= Texte à analyser =
Au-delà de l’aspect anecdotique, l’objectif déclaré de ces disciples veut que les institutions permettent « l’amélioration du sort moral physique et intellectuel de la classe la plus nombreuse et la plus pauvre » (confère « Nouveau christianisme »). Pour ce faire un seul mot d’ordre « A chacun selon sa capacité, à chaque capacité selon ses oeuvres ». L’émancipation complète de la classe la plus nombreuse et la plus pauvre et le classement selon la capacité et les œuvres sont les deux thèmes majeurs qui font du saint-simonisme une des premières idéologies de la méritocratie française.

= Tâche A =
D'après le texte sur le saint-simonisme, quel est le seul mot d'ordre retenu par ces disciples ?
= Tâche B =
Traduisez en anglais cette phrase du texte sur le saint-simonisme : « L’émancipation complète de la classe la plus nombreuse et la plus pauvre et le classement selon la capacité et les œuvres sont les deux thèmes majeurs qui font du saint-simonisme une des premières idéologies de la méritocratie française. »

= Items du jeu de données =
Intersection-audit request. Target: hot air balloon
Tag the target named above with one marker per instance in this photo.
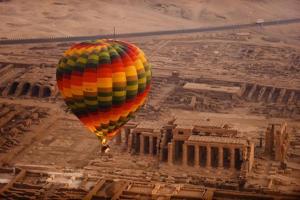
(104, 82)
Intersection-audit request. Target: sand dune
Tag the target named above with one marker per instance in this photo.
(21, 18)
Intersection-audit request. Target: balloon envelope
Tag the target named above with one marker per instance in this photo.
(104, 82)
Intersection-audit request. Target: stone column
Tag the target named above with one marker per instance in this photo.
(129, 146)
(184, 154)
(127, 132)
(220, 151)
(118, 139)
(232, 158)
(197, 160)
(142, 140)
(208, 156)
(151, 145)
(170, 153)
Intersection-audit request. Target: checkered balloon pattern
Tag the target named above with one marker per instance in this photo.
(104, 82)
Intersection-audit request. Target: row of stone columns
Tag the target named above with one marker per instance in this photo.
(142, 144)
(197, 155)
(129, 137)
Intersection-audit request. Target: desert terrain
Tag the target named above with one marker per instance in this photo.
(234, 84)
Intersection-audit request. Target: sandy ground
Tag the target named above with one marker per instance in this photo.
(21, 18)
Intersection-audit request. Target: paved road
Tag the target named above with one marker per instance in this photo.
(143, 34)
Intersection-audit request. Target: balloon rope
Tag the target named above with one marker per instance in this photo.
(101, 137)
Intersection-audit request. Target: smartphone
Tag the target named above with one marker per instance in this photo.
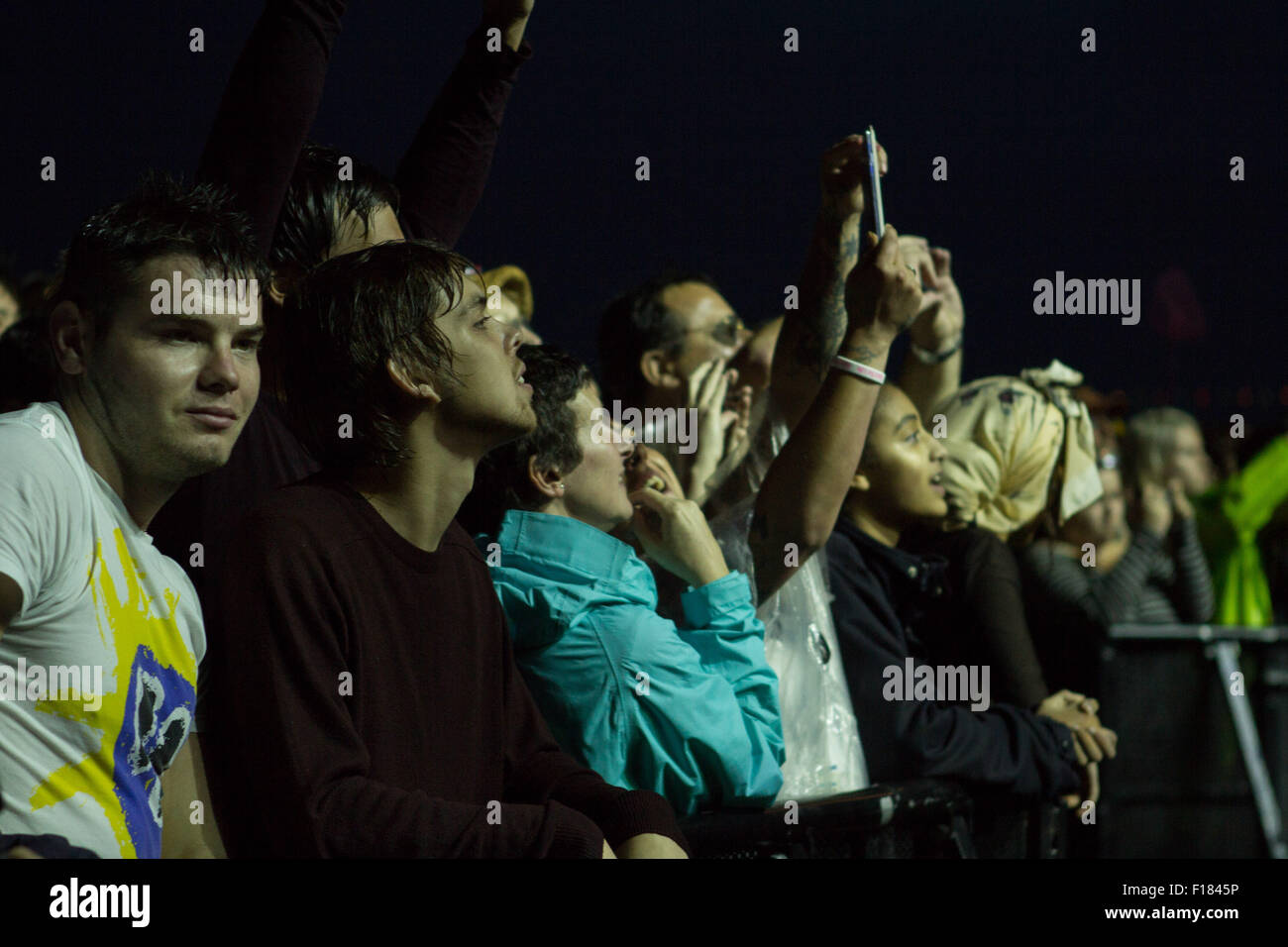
(875, 171)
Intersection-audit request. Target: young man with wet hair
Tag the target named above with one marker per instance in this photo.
(372, 663)
(101, 635)
(309, 202)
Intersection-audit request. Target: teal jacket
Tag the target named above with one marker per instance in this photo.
(688, 711)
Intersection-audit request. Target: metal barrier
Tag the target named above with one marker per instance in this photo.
(1222, 644)
(918, 818)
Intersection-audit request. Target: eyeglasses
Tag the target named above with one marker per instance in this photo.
(726, 333)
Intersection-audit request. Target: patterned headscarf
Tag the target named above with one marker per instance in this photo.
(1005, 437)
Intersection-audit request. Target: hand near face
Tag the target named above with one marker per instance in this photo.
(1155, 508)
(675, 535)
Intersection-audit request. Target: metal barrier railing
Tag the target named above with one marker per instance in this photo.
(1222, 646)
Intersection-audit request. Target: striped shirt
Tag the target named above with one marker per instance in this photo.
(1150, 583)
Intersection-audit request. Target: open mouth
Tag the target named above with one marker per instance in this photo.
(214, 419)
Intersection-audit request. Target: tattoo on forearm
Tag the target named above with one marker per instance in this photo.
(823, 317)
(861, 354)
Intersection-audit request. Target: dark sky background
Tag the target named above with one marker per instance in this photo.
(1106, 165)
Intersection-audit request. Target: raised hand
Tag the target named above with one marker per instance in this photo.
(844, 178)
(941, 317)
(884, 291)
(675, 535)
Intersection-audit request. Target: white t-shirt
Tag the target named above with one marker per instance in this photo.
(98, 671)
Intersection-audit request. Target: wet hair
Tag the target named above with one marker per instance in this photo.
(27, 368)
(501, 480)
(632, 324)
(344, 321)
(317, 205)
(160, 218)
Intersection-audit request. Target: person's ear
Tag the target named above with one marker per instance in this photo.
(69, 329)
(658, 368)
(548, 482)
(412, 382)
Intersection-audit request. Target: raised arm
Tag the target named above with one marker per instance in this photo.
(811, 334)
(807, 480)
(442, 175)
(268, 107)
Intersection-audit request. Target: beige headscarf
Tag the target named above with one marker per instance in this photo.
(1005, 437)
(514, 283)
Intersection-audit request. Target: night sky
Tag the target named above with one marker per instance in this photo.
(1113, 163)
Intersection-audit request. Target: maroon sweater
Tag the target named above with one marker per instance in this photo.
(366, 702)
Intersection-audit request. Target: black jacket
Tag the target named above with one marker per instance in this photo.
(881, 595)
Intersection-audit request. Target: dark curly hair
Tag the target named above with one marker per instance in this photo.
(501, 480)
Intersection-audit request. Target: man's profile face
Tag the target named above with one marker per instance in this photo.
(490, 398)
(170, 393)
(709, 326)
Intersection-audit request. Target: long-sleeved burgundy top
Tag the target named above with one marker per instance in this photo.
(369, 705)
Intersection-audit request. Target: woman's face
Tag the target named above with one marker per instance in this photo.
(1106, 519)
(595, 489)
(1190, 463)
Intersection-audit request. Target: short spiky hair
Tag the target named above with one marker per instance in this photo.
(317, 204)
(344, 321)
(501, 480)
(160, 218)
(632, 324)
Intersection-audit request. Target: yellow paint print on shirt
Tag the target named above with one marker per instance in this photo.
(143, 719)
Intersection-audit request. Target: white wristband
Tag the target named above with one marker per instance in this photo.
(858, 368)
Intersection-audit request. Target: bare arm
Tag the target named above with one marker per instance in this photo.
(807, 480)
(811, 334)
(181, 785)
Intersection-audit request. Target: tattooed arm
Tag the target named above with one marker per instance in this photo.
(807, 480)
(812, 333)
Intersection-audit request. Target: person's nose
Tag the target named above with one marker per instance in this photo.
(625, 440)
(219, 372)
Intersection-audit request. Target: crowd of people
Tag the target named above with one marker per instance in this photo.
(362, 569)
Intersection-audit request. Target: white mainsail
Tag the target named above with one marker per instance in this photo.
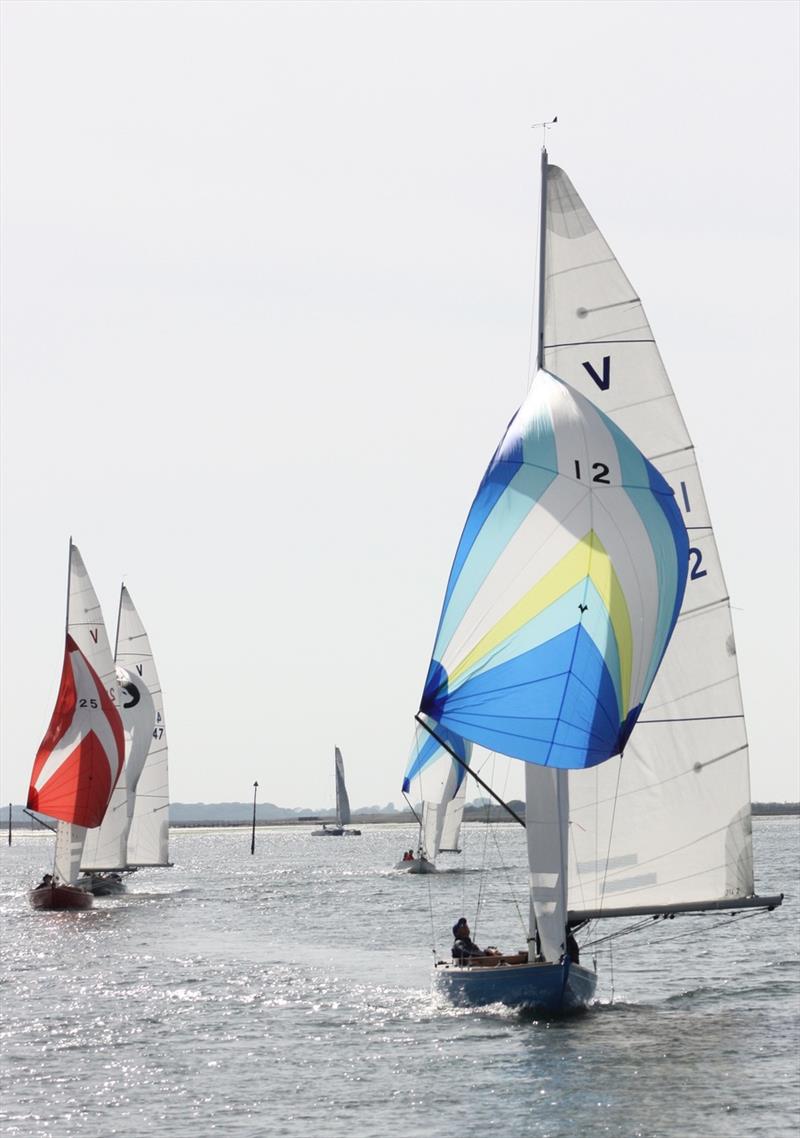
(343, 803)
(87, 627)
(148, 840)
(106, 848)
(669, 821)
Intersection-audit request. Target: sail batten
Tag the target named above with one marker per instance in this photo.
(81, 757)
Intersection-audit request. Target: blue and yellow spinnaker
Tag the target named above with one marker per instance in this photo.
(565, 590)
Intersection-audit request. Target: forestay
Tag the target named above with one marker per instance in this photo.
(442, 782)
(670, 821)
(106, 848)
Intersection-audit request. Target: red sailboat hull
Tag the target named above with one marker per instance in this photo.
(60, 897)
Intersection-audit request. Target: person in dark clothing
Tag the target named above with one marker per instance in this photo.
(464, 949)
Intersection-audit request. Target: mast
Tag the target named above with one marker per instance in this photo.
(116, 637)
(543, 232)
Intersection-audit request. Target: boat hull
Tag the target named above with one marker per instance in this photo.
(552, 988)
(418, 865)
(336, 832)
(60, 897)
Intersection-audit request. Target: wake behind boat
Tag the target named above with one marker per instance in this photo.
(586, 632)
(343, 805)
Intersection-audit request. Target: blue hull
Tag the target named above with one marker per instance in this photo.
(552, 988)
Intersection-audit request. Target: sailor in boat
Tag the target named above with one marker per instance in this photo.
(467, 951)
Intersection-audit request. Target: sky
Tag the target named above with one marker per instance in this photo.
(267, 274)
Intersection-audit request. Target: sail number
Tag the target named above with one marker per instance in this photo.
(600, 476)
(695, 560)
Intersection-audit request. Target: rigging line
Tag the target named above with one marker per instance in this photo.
(583, 344)
(509, 882)
(430, 913)
(613, 815)
(483, 872)
(654, 921)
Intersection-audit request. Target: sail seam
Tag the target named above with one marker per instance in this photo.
(583, 344)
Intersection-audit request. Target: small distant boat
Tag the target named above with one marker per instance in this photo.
(134, 831)
(443, 783)
(343, 806)
(79, 761)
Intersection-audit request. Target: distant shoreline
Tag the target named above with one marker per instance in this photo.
(398, 818)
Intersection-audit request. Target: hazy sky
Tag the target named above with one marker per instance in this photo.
(267, 278)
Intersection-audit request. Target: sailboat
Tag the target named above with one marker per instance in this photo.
(81, 756)
(134, 832)
(586, 631)
(343, 805)
(443, 783)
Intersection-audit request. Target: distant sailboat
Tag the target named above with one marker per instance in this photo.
(81, 756)
(134, 831)
(443, 786)
(574, 571)
(343, 805)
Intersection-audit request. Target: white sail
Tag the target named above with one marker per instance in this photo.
(87, 627)
(106, 848)
(546, 794)
(343, 803)
(669, 821)
(148, 840)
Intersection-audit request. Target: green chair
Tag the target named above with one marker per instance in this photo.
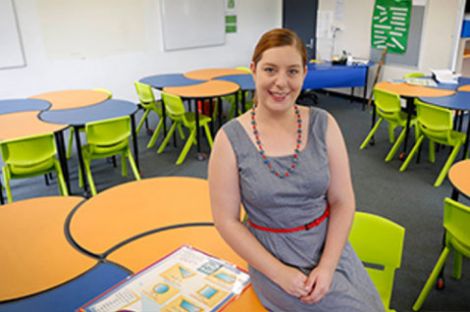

= Réponse attendue A =
« A chacun selon sa capacité, à chaque capacité selon ses oeuvres ».

= Réponse attendue B =
The complete emancipation of the most numerous and poorest class and ranking according to ability and works are the two major themes that make Saint-Simonianism one of the first ideologies of French meritocracy.